== PROMPT ==
Line by line, copy the material below exactly.

*** Opening MATERIAL FOR THE TASK ***

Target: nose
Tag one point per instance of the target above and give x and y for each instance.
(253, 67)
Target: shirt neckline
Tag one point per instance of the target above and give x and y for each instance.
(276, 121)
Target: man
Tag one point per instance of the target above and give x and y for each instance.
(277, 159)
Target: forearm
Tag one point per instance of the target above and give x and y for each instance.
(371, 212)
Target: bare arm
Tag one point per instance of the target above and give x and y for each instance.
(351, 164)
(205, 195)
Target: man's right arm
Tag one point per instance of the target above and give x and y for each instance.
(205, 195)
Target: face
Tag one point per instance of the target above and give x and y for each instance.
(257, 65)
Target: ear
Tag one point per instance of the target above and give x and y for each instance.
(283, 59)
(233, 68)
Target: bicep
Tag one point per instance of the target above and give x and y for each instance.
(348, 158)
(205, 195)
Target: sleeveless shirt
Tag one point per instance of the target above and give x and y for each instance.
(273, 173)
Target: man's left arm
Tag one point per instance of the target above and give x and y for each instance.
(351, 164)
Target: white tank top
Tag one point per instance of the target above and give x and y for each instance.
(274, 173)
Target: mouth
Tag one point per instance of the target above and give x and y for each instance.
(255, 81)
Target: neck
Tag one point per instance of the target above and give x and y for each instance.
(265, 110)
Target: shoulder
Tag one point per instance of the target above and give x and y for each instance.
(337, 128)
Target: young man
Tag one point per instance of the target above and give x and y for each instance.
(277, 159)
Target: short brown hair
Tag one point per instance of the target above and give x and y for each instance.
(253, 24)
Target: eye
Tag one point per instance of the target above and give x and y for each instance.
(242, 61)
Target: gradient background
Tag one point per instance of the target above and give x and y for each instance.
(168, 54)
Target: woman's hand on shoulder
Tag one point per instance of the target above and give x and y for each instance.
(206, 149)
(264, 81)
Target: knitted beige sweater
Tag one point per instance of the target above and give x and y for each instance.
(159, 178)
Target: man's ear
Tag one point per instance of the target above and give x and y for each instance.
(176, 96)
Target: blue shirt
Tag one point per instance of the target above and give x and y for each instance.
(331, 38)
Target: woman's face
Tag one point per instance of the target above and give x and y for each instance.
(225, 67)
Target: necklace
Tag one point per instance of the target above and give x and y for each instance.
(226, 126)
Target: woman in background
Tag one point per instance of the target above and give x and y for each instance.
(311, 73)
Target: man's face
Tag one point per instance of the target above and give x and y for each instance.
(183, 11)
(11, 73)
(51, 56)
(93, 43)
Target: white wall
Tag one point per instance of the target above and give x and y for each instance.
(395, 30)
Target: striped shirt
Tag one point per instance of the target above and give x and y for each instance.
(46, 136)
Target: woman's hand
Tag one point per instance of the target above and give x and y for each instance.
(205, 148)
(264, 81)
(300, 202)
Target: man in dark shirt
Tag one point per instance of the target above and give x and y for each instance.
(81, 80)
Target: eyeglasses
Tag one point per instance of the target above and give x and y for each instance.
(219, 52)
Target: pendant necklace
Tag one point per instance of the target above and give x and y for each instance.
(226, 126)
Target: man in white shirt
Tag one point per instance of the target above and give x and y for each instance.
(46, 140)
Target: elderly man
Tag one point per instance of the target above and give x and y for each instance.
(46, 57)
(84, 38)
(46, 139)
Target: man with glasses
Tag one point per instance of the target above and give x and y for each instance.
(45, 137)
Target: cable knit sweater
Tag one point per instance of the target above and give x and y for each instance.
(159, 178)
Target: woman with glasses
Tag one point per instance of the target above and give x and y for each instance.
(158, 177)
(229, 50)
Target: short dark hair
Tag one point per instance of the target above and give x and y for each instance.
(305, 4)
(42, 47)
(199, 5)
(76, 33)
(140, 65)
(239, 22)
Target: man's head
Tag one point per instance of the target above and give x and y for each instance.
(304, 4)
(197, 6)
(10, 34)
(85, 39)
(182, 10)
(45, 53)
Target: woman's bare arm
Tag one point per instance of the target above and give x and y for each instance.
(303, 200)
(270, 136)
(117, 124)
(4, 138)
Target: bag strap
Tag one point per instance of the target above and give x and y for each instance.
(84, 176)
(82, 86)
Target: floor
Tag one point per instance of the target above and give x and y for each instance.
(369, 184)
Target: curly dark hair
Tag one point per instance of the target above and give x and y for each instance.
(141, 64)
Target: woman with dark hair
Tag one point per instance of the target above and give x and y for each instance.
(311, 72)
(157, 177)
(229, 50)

*** Closing MATERIAL FOR THE TASK ***

== SOLUTION TO THE EXERCISE ==
Target: nose
Tag one point per instance of the target above and give x and y for each instance.
(253, 67)
Target: shirt neckline
Tag one point per instance of the target above and give x and y for each instance.
(276, 121)
Target: man
Tag one point per instance of the target above and give x and y for each instance.
(277, 159)
Target: forearm
Tag one point per instance of the target above and give x and y for each instance.
(371, 212)
Target: bare arm
Tag one point per instance of the target above and give x and y for each instance.
(351, 164)
(205, 195)
Target: man's right arm
Tag one point per instance of the target above and give x and y for each instance.
(205, 195)
Target: face
Tag one point per instance of the target above and give x and y for each instance.
(257, 65)
Target: ear
Tag one point per instance of the target above and give x and y for each instance.
(283, 59)
(233, 68)
Target: bicep
Tag one point per instance of the target above and give x and y for each instance.
(348, 158)
(205, 195)
Target: sleeveless shirt
Tag one point per instance of the target above and give x and y for each instance.
(273, 173)
Target: man's left arm
Tag one point per instance of the target above and give x and y for each instance.
(351, 164)
Target: white tank top
Tag one point per instance of the target above and give x and y for each instance.
(274, 173)
Target: mouth
Tag one point per instance of the target above and give x and y for each instance.
(255, 81)
Target: neck
Tag one point per instance of the target above and give x and y for each instance.
(265, 110)
Target: shoulder
Tag one point per instance of the target above and give x and y for each instance.
(337, 128)
Target: young man
Tag one point per instance of the target above and give x and y for each instance.
(277, 159)
Target: short brown hair
Tag one point per instance of the target above and give x and y for each instance.
(253, 24)
Target: eye
Tag one point per instance of the target above and give x and y for each instance.
(242, 61)
Target: gradient background
Tag one point per instance of the target above and give x and y for each instance.
(168, 54)
Target: woman's hand on shoulder
Tag one point per instance of the target above and give x and y for each instance.
(206, 149)
(264, 81)
Target: knitted beige sweater
Tag one point per instance of the target above and give x and y for each instance.
(159, 178)
Target: man's ear
Tag one point per instance of the target above and give x and y for each instance.
(176, 96)
Target: blue shirt
Tag one point per instance of the target above and give x and y for each instance.
(331, 38)
Target: woman's face
Tag one point per instance of the target above and give x and y for each instance.
(225, 67)
Target: necklace
Tag one point per instance of the target above and give x and y for each instance.
(226, 126)
Target: woman in background
Tag one point per instance of the target above and give x and y for each instance.
(311, 73)
Target: man's face
Tag one point per instance of the target above and give x and y for each instance.
(183, 11)
(11, 73)
(51, 56)
(93, 43)
Target: white wall
Tag one point per instance of the target above and give x and y for each instance.
(395, 30)
Target: striped shirt
Tag one point per instance of the target above and give x and y for each instance.
(46, 136)
Target: woman's hand
Tag one point per instance of the target above and give x and y for each instance.
(205, 148)
(264, 81)
(300, 202)
Target: man in dark shirt
Tag one point per instance of the target above and give x and y for each instance.
(81, 80)
Target: eyeglasses
Tag one point per instance of the target above and give x and y for each instance.
(219, 52)
Target: pendant necklace
Tag one point per instance of the target above and give x and y for each instance.
(226, 126)
Target: man in white shirt
Tag one point per instance of the target above and give x and y for each instance.
(46, 140)
Target: elderly man
Tag one point per instance of the target above and give x and y for each instance.
(46, 57)
(84, 38)
(46, 139)
Target: man with glasses
Tag one point per instance of the target above and give x and y for each instance.
(45, 137)
Target: cable knit sweater
Tag one point per instance of the target above and give x and y for each instance.
(159, 178)
Target: woman with glasses
Tag one point per instance of the target above and give x and y for each instance.
(158, 177)
(229, 50)
Target: short dark hair
Tag one point per instance of the target above and give x and y for each instance.
(305, 4)
(42, 47)
(199, 5)
(76, 33)
(140, 65)
(239, 22)
Target: man's head
Tag one point per instance of the target above and give x and y for each instance.
(304, 4)
(197, 6)
(10, 34)
(85, 39)
(182, 10)
(45, 53)
Target: woman's bare arm
Tag one point per instance of the target above and give x and y for each instance.
(303, 200)
(270, 136)
(117, 124)
(4, 138)
Target: bag strap
Tag one point per instance of the target above and give x and y for each instance.
(84, 176)
(82, 86)
Target: floor
Tag one point per instance of the target above and give x and y for each instance.
(369, 184)
Target: curly dark hair
Tag one point per instance of the target above and give x and y for each instance.
(141, 64)
Target: woman with dark hair
Tag one point per instance of the target above and give x and y for each instance.
(311, 72)
(157, 177)
(229, 50)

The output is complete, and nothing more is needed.